パレスチナ・ガザ地区北部のベイトラヒアで17日、イスラエル軍が5階建ての集合住宅を空爆し、少なくとも34人が殺害された。現地の民間防衛隊が発表した。
民間防衛隊はAFP通信に対し、死者の多くは女性や子供だと述べた。また、数十人が今も、がれきの下に埋もれている可能性があるという。この空爆では7人が負傷した。
また、ガザ中部では難民キャンプ3カ所に攻撃があり、15人が殺されたほか、南部ラファではイスラエルのドローン(無人機)で5人が殺害されたという。
同隊のマフムード・バッサル広報担当は、「銃撃と砲撃が続いているため、負傷者救出の可能性は下がっている」と述べた。
ベイトラヒアの集合住宅はがれきの山となり、壊れたコンクリートやねじれた鉄骨などが、飛び出ているだけの状態になっている。
この建物に家族が住んでいたという男性はAFP通信に対し、「みんな死が近いと感じた」、「一帯が揺れていた」と語った。この男性の家族は攻撃当時、別の場所にいたという。
イスラエルはガザ北部での作戦について、ハマスの再編を阻止するためだとしている。
イスラエル軍は、ガザ北部での攻撃をジャバリアからベイトラヒアへと広げている。17日の夜には、「この地域におけるテロリスト拠点」と呼ぶものを攻撃したと発表した。
- - - - -
課題 1.
上のガザ空爆の記事から、「民間防衛隊はAFP通信に対し」で始まり「性は下がっている」と述べた。」まで続く部分を一字も変えずに書き写してください。
- - - - -
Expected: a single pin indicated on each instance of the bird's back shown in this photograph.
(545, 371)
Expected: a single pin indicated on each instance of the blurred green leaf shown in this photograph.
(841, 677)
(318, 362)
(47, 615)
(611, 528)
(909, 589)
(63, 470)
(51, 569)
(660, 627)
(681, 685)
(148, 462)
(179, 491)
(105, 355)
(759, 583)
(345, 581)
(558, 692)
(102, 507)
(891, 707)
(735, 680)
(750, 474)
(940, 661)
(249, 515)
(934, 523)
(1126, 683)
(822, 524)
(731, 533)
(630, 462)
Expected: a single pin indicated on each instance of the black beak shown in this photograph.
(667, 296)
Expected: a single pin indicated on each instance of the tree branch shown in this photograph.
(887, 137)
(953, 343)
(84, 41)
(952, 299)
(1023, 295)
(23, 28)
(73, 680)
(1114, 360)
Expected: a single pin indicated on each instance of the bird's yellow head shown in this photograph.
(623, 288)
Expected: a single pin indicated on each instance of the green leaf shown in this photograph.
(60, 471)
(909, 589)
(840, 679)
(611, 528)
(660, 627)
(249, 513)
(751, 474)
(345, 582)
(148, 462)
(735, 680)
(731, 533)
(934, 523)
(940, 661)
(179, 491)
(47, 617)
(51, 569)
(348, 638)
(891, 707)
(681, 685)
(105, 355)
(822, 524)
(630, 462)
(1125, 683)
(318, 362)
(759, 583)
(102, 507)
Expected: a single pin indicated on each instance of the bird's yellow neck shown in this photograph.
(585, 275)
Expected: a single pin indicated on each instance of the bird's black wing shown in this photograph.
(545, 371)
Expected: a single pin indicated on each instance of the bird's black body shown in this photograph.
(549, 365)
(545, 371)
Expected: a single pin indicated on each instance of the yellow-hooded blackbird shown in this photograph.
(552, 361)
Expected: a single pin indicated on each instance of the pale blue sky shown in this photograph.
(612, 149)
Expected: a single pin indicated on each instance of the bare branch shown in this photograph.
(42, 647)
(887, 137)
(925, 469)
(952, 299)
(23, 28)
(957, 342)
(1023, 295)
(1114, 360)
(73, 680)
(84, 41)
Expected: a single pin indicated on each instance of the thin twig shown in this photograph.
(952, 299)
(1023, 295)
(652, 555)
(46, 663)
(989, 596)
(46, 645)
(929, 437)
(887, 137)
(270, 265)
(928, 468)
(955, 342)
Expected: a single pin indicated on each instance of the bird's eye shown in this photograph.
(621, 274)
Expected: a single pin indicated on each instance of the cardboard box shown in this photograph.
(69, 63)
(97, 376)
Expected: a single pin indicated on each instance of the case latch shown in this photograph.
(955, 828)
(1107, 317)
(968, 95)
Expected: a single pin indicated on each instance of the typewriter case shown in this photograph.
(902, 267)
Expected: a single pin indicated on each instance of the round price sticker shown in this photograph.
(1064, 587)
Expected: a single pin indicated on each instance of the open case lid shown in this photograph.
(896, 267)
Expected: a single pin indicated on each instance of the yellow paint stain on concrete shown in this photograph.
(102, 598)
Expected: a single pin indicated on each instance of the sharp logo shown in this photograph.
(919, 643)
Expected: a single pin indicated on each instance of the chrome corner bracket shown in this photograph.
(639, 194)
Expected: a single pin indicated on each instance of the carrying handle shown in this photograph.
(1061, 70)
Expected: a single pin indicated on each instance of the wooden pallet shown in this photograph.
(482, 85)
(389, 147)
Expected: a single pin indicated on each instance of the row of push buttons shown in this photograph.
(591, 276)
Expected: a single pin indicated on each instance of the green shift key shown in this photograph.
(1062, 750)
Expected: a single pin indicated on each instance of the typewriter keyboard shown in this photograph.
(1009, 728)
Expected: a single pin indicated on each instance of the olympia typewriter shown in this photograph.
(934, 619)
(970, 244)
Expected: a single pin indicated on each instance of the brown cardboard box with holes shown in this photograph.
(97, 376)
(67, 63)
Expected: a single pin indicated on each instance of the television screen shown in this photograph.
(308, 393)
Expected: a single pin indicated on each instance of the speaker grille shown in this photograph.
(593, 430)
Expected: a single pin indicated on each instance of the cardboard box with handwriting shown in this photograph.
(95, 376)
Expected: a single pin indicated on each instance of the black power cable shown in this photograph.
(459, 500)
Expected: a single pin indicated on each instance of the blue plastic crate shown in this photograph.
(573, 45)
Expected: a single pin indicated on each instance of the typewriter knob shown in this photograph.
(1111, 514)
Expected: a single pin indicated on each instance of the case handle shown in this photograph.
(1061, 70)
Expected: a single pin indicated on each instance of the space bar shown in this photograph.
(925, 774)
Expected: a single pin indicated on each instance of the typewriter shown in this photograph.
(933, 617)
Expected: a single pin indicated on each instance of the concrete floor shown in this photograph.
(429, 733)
- - - - -
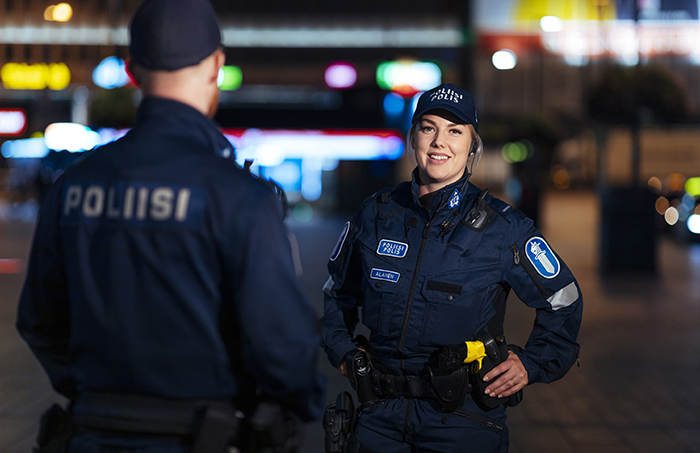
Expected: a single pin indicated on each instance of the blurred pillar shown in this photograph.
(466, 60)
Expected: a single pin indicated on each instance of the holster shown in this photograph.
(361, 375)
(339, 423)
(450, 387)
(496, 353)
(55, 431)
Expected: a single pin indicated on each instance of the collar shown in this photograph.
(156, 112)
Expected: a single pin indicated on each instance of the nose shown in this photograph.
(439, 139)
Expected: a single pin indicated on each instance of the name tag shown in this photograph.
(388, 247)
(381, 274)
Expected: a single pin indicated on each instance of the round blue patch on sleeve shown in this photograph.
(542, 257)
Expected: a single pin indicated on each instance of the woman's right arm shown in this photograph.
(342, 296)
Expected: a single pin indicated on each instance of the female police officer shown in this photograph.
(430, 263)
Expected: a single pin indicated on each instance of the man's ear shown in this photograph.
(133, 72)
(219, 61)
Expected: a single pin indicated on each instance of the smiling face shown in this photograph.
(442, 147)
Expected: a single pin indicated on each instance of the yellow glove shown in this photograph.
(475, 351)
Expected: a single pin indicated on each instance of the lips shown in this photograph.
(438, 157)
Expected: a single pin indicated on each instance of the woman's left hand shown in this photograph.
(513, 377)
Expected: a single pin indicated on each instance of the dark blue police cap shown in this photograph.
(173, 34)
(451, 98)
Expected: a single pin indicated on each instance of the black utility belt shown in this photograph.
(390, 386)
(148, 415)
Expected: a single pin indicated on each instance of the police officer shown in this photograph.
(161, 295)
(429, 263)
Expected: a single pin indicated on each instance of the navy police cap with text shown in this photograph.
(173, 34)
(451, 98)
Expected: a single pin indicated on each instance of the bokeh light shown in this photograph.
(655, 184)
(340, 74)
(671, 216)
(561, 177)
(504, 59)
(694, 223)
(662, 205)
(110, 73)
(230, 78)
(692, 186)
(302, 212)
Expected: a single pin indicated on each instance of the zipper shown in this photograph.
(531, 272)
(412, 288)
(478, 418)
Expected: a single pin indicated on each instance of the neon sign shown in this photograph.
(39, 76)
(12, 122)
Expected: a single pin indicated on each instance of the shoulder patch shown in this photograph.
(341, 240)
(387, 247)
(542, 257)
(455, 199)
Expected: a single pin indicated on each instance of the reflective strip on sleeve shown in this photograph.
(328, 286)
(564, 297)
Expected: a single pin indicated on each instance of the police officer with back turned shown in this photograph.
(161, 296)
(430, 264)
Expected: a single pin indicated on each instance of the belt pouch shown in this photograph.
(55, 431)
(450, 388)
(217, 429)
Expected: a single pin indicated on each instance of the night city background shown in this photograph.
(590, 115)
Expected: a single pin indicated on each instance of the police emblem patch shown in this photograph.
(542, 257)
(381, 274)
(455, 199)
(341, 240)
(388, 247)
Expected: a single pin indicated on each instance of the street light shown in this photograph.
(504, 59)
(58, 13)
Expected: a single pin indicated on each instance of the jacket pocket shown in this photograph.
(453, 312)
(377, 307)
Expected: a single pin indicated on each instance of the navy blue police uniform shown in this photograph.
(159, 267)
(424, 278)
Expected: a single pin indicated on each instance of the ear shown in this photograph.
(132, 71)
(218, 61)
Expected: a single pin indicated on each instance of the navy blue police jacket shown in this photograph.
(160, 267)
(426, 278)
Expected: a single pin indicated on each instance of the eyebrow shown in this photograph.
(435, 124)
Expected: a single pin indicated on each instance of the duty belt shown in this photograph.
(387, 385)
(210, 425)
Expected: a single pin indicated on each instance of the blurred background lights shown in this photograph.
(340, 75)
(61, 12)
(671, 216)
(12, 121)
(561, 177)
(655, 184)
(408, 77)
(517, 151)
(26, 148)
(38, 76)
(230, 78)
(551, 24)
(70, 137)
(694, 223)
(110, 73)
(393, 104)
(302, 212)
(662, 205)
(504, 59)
- - - - -
課題 2.
上に並ぶ行のうち、「cable shown in this photograph.」を含む行から「(1111, 514)」を含む行までを、指示の行も含めてすべて書き直し、答えの座標の数値それぞれに-55を加えてください。

解答 1.
民間防衛隊はAFP通信に対し、死者の多くは女性や子供だと述べた。また、数十人が今も、がれきの下に埋もれている可能性があるという。この空爆では7人が負傷した。
また、ガザ中部では難民キャンプ3カ所に攻撃があり、15人が殺されたほか、南部ラファではイスラエルのドローン(無人機)で5人が殺害されたという。
同隊のマフムード・バッサル広報担当は、「銃撃と砲撃が続いているため、負傷者救出の可能性は下がっている」と述べた。

解答 2.
Expected: a single pin indicated on each instance of the black power cable shown in this photograph.
(404, 445)
Expected: a single pin indicated on each instance of the blue plastic crate shown in this photograph.
(518, -10)
Expected: a single pin indicated on each instance of the typewriter knob shown in this photograph.
(1056, 459)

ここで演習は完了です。